## Given request
Please pick out each line below that contains the string "black" and copy those lines.

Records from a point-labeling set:
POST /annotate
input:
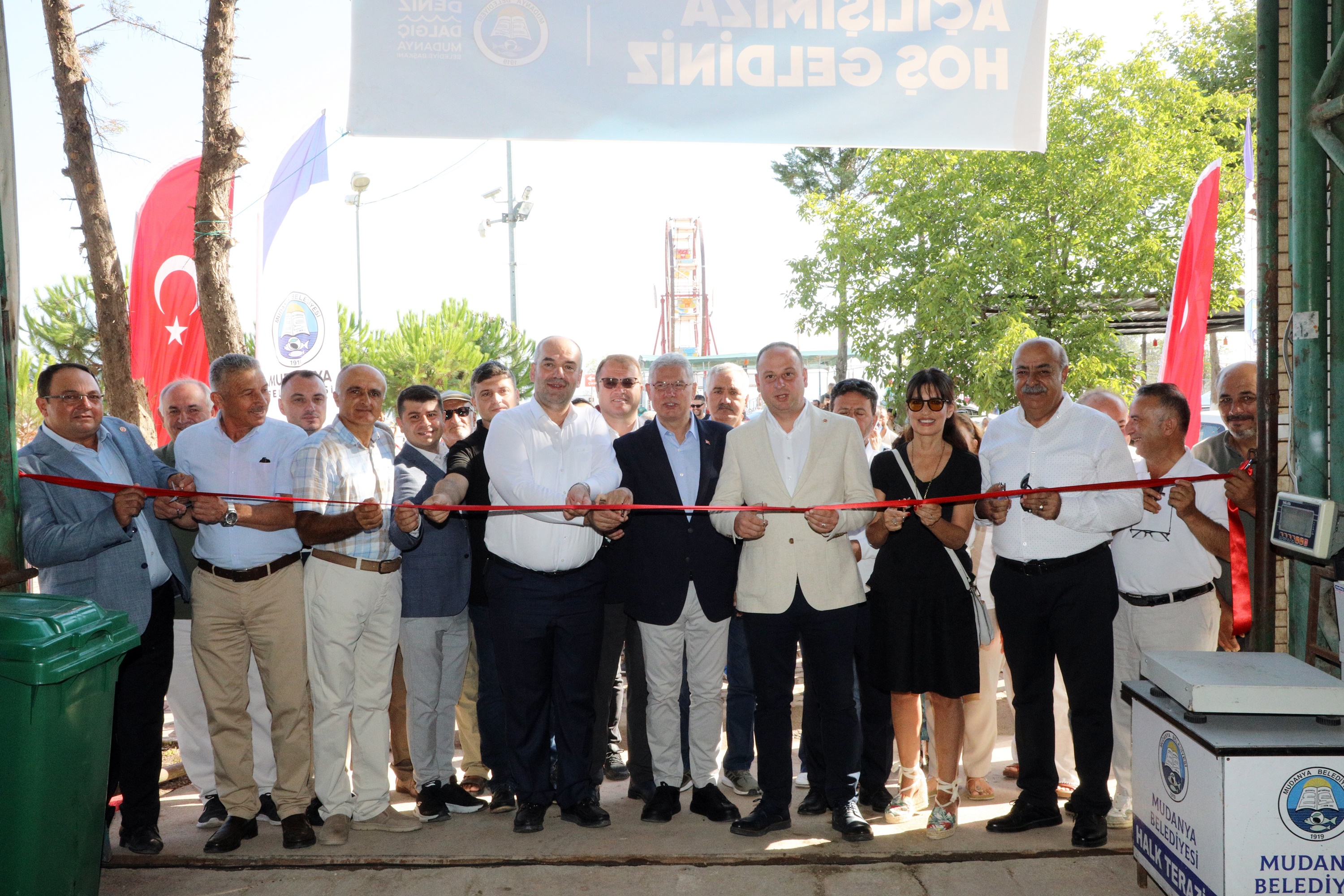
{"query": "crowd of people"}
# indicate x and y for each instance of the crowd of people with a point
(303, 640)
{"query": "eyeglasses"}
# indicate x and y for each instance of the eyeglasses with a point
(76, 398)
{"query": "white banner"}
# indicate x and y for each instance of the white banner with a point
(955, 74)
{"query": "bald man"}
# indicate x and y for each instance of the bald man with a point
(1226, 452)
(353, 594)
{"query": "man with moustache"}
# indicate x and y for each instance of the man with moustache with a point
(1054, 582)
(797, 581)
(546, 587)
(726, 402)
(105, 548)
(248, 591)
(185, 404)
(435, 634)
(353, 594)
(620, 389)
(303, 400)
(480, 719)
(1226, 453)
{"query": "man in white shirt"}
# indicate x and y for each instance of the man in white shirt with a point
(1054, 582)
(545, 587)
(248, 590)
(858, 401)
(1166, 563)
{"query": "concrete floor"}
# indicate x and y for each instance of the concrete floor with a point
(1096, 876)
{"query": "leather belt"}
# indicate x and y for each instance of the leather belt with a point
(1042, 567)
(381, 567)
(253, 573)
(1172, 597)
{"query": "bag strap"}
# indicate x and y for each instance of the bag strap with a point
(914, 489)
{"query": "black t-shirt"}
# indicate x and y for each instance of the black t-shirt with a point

==

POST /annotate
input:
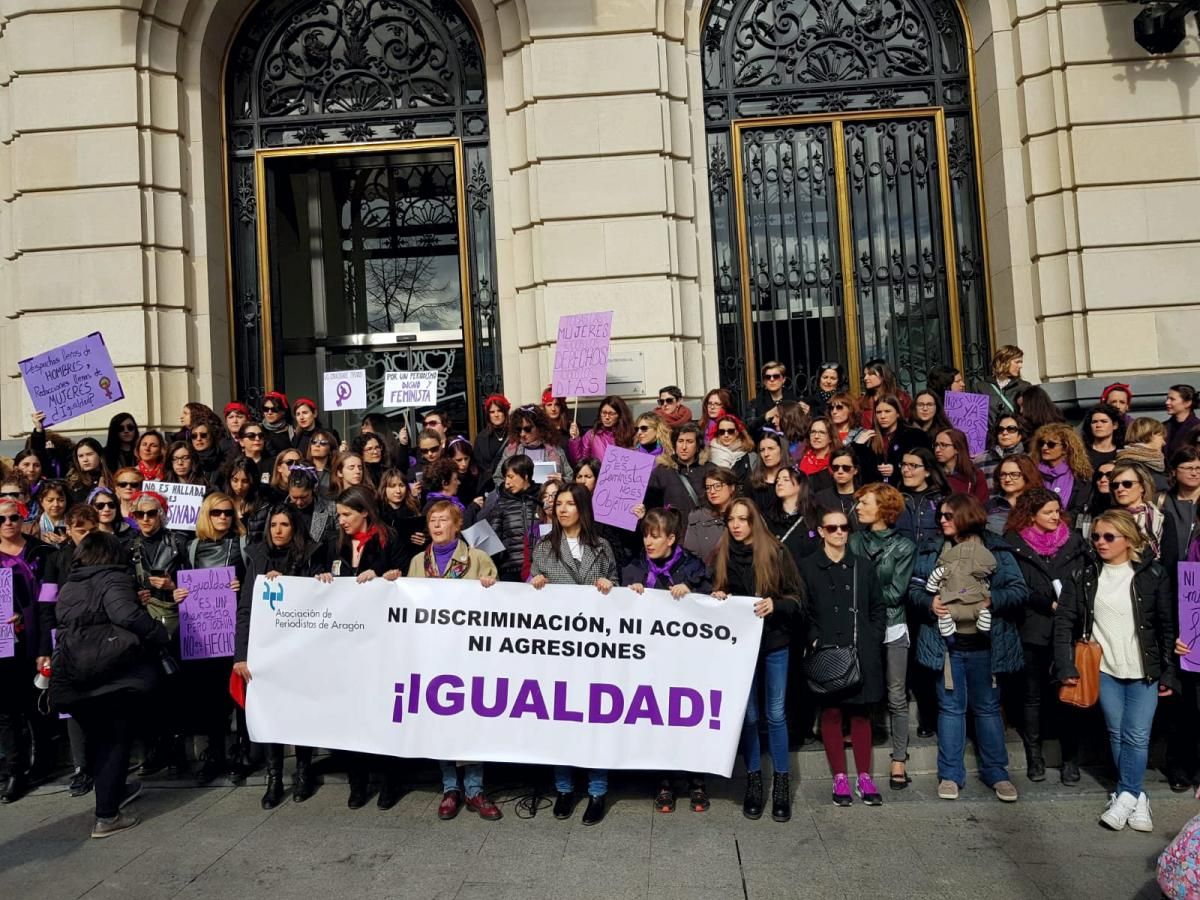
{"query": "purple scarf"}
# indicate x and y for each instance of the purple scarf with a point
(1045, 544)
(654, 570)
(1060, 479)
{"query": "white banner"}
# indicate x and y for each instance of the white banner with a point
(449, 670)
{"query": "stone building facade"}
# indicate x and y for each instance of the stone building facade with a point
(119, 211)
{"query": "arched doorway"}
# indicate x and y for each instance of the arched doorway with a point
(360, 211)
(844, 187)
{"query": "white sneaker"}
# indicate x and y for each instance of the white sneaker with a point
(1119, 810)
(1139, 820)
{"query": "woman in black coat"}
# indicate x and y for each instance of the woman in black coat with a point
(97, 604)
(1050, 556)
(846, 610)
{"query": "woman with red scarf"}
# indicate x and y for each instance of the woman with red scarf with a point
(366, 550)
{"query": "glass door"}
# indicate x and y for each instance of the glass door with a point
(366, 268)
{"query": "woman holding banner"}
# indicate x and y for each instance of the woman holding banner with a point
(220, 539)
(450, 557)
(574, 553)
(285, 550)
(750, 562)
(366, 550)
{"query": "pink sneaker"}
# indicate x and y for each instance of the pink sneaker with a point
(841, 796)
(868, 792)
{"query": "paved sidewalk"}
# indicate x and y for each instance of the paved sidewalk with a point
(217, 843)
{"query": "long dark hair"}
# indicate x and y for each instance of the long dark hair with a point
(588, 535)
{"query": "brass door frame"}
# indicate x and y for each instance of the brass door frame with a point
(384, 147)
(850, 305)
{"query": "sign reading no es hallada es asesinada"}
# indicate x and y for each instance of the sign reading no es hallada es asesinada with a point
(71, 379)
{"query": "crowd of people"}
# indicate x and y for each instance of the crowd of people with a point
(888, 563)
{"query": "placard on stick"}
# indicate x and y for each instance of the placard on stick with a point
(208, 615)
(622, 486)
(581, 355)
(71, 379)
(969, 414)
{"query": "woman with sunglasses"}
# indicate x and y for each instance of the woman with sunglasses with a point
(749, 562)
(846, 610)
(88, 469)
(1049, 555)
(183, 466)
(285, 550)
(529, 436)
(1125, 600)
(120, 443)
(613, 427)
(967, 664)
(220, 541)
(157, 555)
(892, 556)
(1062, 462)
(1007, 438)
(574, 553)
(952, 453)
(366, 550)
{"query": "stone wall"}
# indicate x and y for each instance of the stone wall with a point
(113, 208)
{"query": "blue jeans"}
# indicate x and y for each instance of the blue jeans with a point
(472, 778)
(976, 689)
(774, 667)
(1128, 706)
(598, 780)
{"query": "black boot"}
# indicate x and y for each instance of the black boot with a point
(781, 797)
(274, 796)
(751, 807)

## Response
{"query": "black t-shirt"}
# indicate x and y for each instance of the black t-shirt with a point
{"query": "woman in black coat"}
# indicate x and y for each instance of the woman in black coat with a point
{"query": "black boot"}
# indicate x and y for each instance of the black boot with a point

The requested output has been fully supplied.